Tugas yang Diberikan 1
Salin tanpa perubahan baris-baris dalam daftar, mulai dari baris yang memuat "Spot the overcast" sampai dengan baris yang memuat "(1051, 389)".

* * * * * * *

Mendorong siswa untuk merenungkan kinerja anggota kelompok dan diri mereka sendiri akan menumbuhkan rasa tanggung jawab, kepemilikan, dan akuntabilitas selama proses kolaboratif. Komponen penilaian ini biasanya dilakukan di akhir kegiatan, setelah siswa menyelesaikan proyek kelompok. Komponen evaluasi diri/kelompok yang berhasil memerlukan pengembangan rubrik holistik yang memungkinkan siswa memberikan umpan balik yang efektif, dan menjelaskan apa yang diharapkan dari diri mereka sendiri saat bekerja dalam kelompok.

5.  Temukan media untuk mendukung proses pembelajaran kolaboratif

Guru dapat menghemat banyak waktu dalam menetapkan aktivitas kolaboratif, serta meningkatkan berbagai aspek proses pembelajaran dengan bantuan teknologi pedagogis. Media pengajaran yang tersedia dapat membantu meningkatkan keterlibatan selama fase pembelajaran konten asinkron, menyederhanakan langkah penilaian diri/kelompok, menugaskan kelompok, dan banyak lagi. Oleh karena itu, guru perlu meluangkan waktu untuk mengevaluasi dan memutuskan alat yang tepat untuk digunakan dalam kursus pembelajaran kolaboratif mereka.

* * * * * * *

Tugas yang Diberikan 2
Lanjutkan kutipan tentang pembelajaran kolaboratif di atas, dimulai setelah kalimat terakhirnya.

[Contoh pelabelan titik]
* * * * * * *

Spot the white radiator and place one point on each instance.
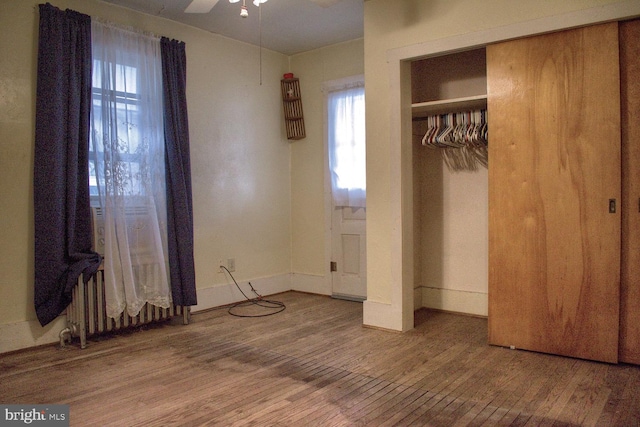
(86, 315)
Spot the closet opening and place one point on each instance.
(450, 182)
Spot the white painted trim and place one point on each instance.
(380, 315)
(465, 302)
(400, 311)
(29, 333)
(596, 15)
(20, 335)
(216, 296)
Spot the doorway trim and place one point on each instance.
(398, 315)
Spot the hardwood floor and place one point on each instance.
(315, 365)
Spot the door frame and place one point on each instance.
(397, 314)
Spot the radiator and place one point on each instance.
(86, 315)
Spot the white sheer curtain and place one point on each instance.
(127, 145)
(347, 144)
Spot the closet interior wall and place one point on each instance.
(450, 208)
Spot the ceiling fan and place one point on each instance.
(205, 6)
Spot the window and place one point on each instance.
(346, 137)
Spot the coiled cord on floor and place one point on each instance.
(259, 300)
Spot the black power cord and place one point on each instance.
(259, 300)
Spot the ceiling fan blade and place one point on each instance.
(200, 6)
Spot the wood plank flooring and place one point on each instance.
(314, 364)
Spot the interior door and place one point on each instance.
(554, 186)
(348, 240)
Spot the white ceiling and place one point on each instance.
(288, 26)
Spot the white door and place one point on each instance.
(349, 257)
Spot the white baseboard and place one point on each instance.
(475, 303)
(381, 315)
(29, 333)
(310, 283)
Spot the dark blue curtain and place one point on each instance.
(62, 214)
(178, 172)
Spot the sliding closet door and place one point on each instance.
(554, 246)
(630, 266)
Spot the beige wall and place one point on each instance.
(307, 155)
(239, 152)
(392, 25)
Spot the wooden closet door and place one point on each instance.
(554, 150)
(630, 265)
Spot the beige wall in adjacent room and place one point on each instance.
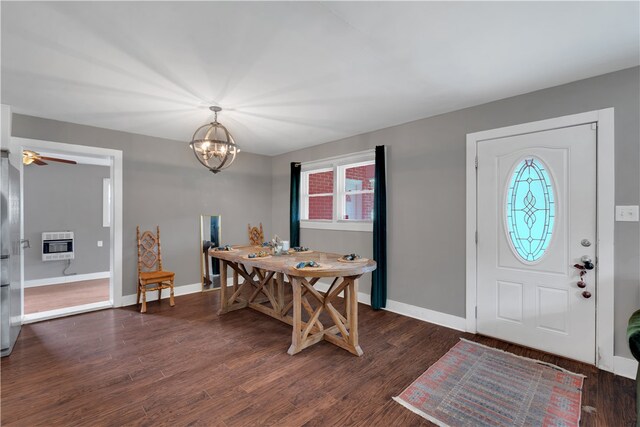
(164, 184)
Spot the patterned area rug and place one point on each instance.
(476, 385)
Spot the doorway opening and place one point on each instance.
(72, 220)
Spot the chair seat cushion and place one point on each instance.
(633, 334)
(156, 275)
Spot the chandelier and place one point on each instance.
(213, 145)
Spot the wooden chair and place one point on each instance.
(150, 270)
(256, 236)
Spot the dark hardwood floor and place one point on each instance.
(187, 366)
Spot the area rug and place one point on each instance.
(476, 385)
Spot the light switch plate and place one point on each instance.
(627, 213)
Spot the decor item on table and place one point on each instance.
(352, 258)
(379, 276)
(261, 254)
(294, 204)
(505, 390)
(307, 264)
(277, 246)
(213, 145)
(150, 270)
(226, 248)
(256, 235)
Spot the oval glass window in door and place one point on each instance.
(530, 209)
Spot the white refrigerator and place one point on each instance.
(10, 253)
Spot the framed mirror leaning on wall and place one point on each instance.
(210, 237)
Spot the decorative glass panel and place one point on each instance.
(530, 209)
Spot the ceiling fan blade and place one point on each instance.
(55, 159)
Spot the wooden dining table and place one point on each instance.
(265, 287)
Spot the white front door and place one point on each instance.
(536, 207)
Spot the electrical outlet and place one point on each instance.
(626, 213)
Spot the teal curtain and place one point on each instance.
(379, 278)
(215, 240)
(294, 206)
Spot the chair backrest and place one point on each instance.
(256, 235)
(149, 253)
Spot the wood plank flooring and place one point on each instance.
(52, 297)
(188, 366)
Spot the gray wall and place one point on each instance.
(164, 184)
(65, 197)
(426, 191)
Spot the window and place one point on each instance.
(357, 191)
(338, 193)
(530, 209)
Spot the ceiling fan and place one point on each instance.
(29, 157)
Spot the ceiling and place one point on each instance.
(295, 74)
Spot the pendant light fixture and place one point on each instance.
(213, 145)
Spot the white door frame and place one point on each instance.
(605, 213)
(115, 156)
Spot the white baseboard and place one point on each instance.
(420, 313)
(625, 367)
(66, 279)
(67, 311)
(178, 290)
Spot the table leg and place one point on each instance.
(224, 303)
(235, 281)
(296, 344)
(280, 291)
(352, 315)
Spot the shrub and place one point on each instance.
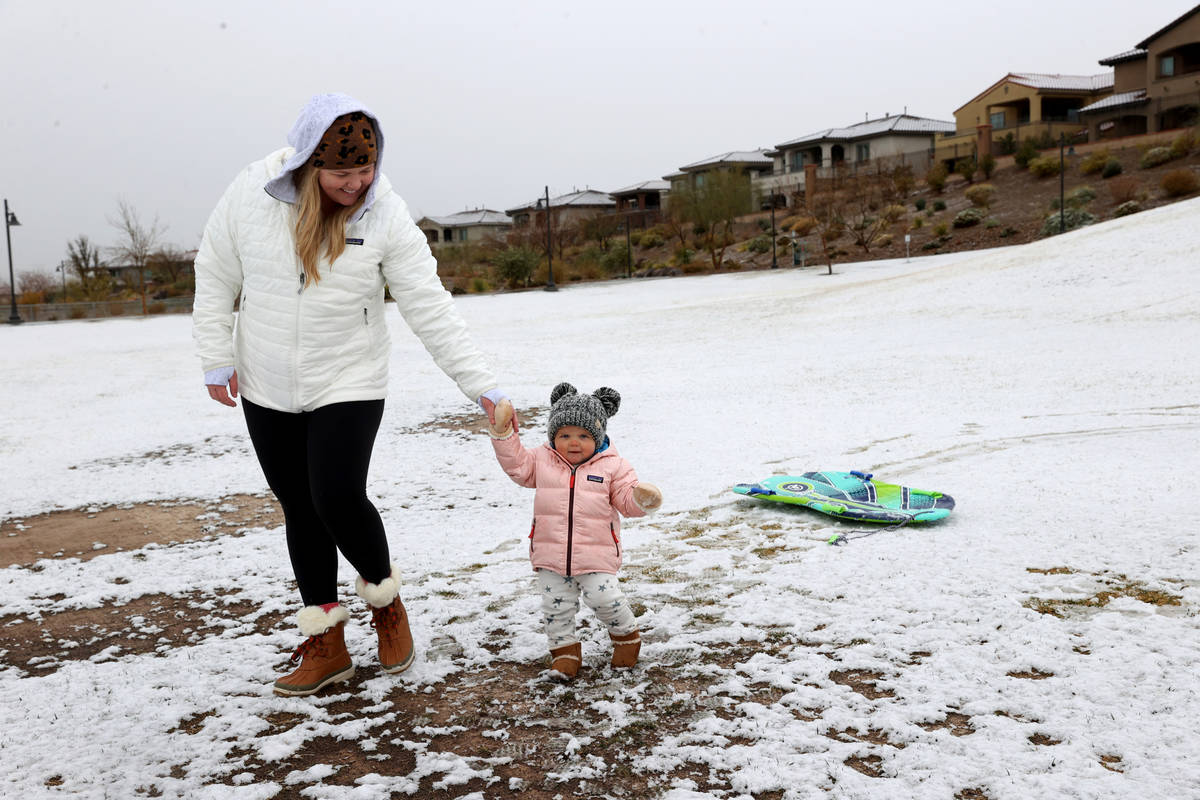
(801, 226)
(760, 244)
(1026, 152)
(969, 217)
(1063, 221)
(981, 194)
(967, 168)
(1179, 182)
(936, 178)
(1183, 144)
(648, 239)
(1155, 157)
(1123, 188)
(515, 265)
(1080, 197)
(988, 166)
(1093, 162)
(1044, 166)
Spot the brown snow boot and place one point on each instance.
(625, 649)
(390, 621)
(323, 656)
(567, 660)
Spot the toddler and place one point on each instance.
(582, 487)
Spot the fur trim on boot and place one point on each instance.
(625, 649)
(379, 595)
(322, 657)
(315, 620)
(567, 660)
(389, 620)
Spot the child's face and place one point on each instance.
(574, 444)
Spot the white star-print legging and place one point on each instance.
(561, 602)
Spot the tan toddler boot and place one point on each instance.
(625, 649)
(567, 660)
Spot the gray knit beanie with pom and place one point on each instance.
(588, 411)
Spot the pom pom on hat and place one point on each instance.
(587, 411)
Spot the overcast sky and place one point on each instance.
(483, 103)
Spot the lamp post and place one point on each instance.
(774, 260)
(1062, 184)
(10, 220)
(629, 252)
(550, 257)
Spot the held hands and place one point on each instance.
(502, 420)
(647, 497)
(216, 380)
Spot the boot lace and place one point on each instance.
(385, 620)
(315, 644)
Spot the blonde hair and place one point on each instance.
(317, 230)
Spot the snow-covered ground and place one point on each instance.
(1051, 389)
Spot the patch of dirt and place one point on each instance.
(87, 533)
(862, 681)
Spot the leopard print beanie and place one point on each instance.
(349, 142)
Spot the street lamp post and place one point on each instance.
(550, 263)
(10, 220)
(629, 252)
(774, 260)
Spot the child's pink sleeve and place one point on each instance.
(517, 461)
(622, 485)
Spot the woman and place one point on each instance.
(305, 240)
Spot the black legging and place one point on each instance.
(316, 462)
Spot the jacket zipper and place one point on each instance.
(570, 522)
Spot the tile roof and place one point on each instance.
(1120, 58)
(472, 217)
(1115, 101)
(735, 157)
(645, 186)
(898, 124)
(1062, 83)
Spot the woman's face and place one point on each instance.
(346, 186)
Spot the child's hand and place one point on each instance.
(503, 425)
(647, 497)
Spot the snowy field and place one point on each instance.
(1043, 642)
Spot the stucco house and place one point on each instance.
(891, 139)
(473, 226)
(565, 209)
(1021, 104)
(1156, 85)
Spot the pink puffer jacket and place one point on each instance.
(576, 527)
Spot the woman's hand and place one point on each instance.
(216, 382)
(647, 497)
(502, 420)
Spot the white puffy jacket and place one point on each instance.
(298, 348)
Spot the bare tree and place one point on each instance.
(713, 208)
(83, 259)
(137, 241)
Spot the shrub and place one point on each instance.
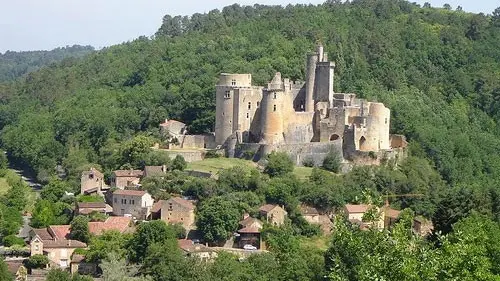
(11, 240)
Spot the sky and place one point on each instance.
(43, 25)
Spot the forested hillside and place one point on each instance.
(17, 64)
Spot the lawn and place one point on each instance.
(214, 165)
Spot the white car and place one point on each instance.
(249, 247)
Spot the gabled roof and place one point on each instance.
(91, 205)
(93, 171)
(182, 202)
(154, 171)
(268, 207)
(128, 173)
(129, 192)
(308, 210)
(353, 209)
(60, 231)
(64, 243)
(43, 233)
(121, 224)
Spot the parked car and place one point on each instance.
(249, 247)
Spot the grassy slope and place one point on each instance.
(214, 165)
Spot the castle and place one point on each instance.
(304, 119)
(300, 118)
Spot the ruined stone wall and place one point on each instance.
(197, 141)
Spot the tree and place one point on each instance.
(278, 164)
(4, 271)
(217, 219)
(79, 229)
(147, 234)
(332, 161)
(179, 163)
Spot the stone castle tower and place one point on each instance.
(298, 116)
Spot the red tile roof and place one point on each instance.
(181, 201)
(267, 208)
(60, 231)
(129, 192)
(128, 173)
(121, 224)
(64, 243)
(356, 208)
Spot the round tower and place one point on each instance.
(225, 103)
(272, 111)
(379, 127)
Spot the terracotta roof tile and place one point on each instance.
(128, 173)
(64, 243)
(60, 231)
(181, 201)
(356, 208)
(129, 192)
(267, 208)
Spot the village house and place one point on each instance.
(53, 242)
(126, 178)
(92, 182)
(86, 208)
(175, 210)
(273, 214)
(137, 203)
(155, 171)
(249, 232)
(200, 251)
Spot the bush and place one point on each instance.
(308, 162)
(332, 161)
(212, 154)
(36, 261)
(11, 240)
(278, 164)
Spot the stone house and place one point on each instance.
(249, 232)
(92, 182)
(273, 214)
(53, 242)
(137, 203)
(155, 171)
(200, 251)
(175, 210)
(126, 178)
(85, 208)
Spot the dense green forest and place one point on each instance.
(437, 69)
(17, 64)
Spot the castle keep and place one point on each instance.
(303, 119)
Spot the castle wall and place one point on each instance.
(225, 103)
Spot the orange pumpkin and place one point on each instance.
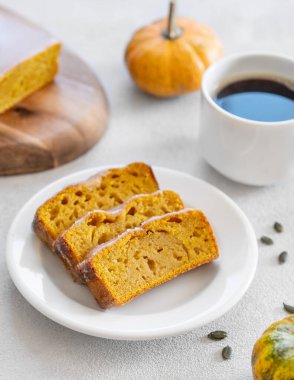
(167, 60)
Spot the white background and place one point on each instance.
(160, 132)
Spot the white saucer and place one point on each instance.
(187, 302)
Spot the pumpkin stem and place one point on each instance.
(172, 32)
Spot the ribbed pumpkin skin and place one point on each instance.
(163, 67)
(273, 353)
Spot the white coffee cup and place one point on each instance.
(247, 151)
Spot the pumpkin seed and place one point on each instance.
(288, 308)
(278, 227)
(217, 335)
(227, 352)
(283, 257)
(266, 240)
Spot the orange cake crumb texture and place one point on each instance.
(140, 259)
(103, 191)
(98, 227)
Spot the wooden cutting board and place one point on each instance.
(57, 123)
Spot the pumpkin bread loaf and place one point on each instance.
(103, 191)
(142, 258)
(29, 59)
(99, 226)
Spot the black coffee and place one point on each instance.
(258, 99)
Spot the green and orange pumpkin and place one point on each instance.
(273, 353)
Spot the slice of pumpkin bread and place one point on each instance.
(103, 191)
(142, 258)
(99, 226)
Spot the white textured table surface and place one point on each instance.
(162, 133)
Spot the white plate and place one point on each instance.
(189, 301)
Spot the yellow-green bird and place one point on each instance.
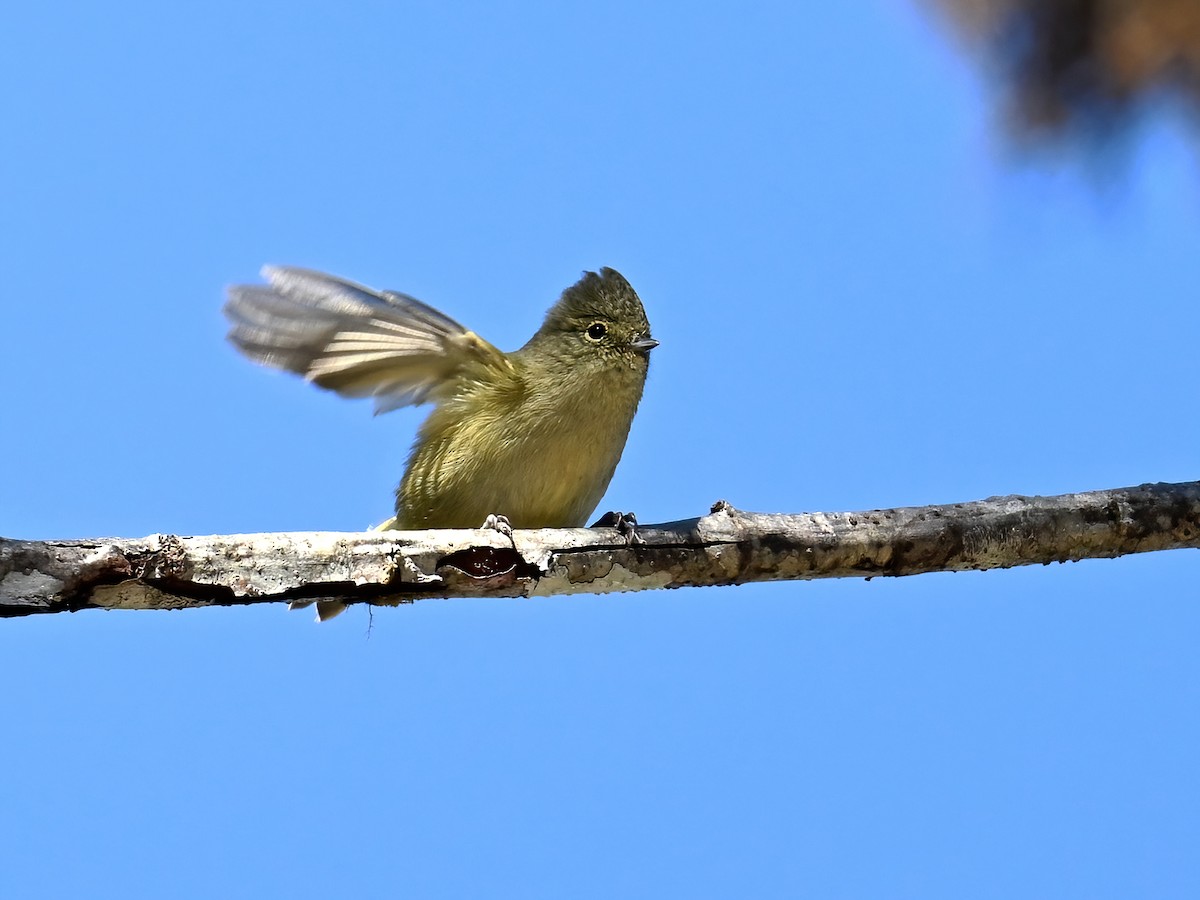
(531, 436)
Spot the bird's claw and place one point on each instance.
(625, 525)
(498, 523)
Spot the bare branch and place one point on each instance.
(726, 547)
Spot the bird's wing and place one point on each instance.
(357, 341)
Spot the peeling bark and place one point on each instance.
(727, 546)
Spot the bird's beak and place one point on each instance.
(645, 345)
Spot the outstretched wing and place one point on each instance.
(357, 341)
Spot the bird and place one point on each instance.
(522, 439)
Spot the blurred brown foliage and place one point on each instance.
(1085, 63)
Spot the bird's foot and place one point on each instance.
(498, 523)
(625, 525)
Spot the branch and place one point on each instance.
(725, 547)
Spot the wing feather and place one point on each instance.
(357, 341)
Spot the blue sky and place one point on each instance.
(863, 300)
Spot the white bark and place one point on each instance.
(725, 547)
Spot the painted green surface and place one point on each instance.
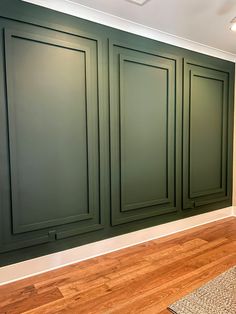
(142, 134)
(104, 132)
(205, 135)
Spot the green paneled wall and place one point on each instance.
(104, 132)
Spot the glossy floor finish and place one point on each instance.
(141, 279)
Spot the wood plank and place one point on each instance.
(145, 278)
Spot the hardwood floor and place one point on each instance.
(144, 278)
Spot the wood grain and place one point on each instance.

* * * * * * *

Hasil Latihan 1
Spot the overcast sky and place one point on each instance.
(483, 103)
Spot the lamp post and place one point on each instance.
(774, 260)
(1062, 184)
(10, 220)
(629, 252)
(550, 257)
Spot the held hands and place one point on each instance.
(502, 420)
(647, 497)
(216, 380)
Spot the boot lace and place one point on each instance.
(385, 620)
(315, 644)
Spot the blonde hair and place one point on each instance.
(317, 230)
Spot the snow-covered ground and place one point on each instance.
(1051, 389)

Hasil Latihan 2
Contoh kegiatan pembelajaran kolaboratif

Seperti apakah pembelajaran kolaboratif dalam praktik? Di bagian ini, Anda akan menemukan contoh-contoh berbagai kegiatan kolaboratif.

Aktivitas berbasis tim

  • Guru membuat aktivitas materi pelajaran interaktif, di mana materi pelajaran diperkaya dengan pertanyaan-pertanyaan dan pokok bahasan untuk dijawab oleh siswa.
  • Siswa mengkonsolidasikan pengetahuan mereka di kelas sebelumnya dengan menyelesaikan kuis, pertama secara individu dan kemudian dalam kelompok. Platform berbasis tim dapat digunakan untuk memfasilitasi langkah ini.
  • Berdasarkan masukan dari langkah sebelumnya, siswa bekerja sama dalam proyek kelompok di mana mereka perlu menerapkan pengetahuan yang telah mereka peroleh, menyajikan solusi mereka kepada teman sebaya, dan kemudian mendiskusikannya satu sama lain dalam forum diskusi daring.
  • Siswa terlibat dalam umpan balik kelompok dan evaluasi diri berdasarkan kriteria keterampilan kolaborasi dalam alat tinjauan.
  • Guru memberikan umpan balik kepada siswa tentang proses kolaboratif yang diamati, dan hasil kerja kelompok.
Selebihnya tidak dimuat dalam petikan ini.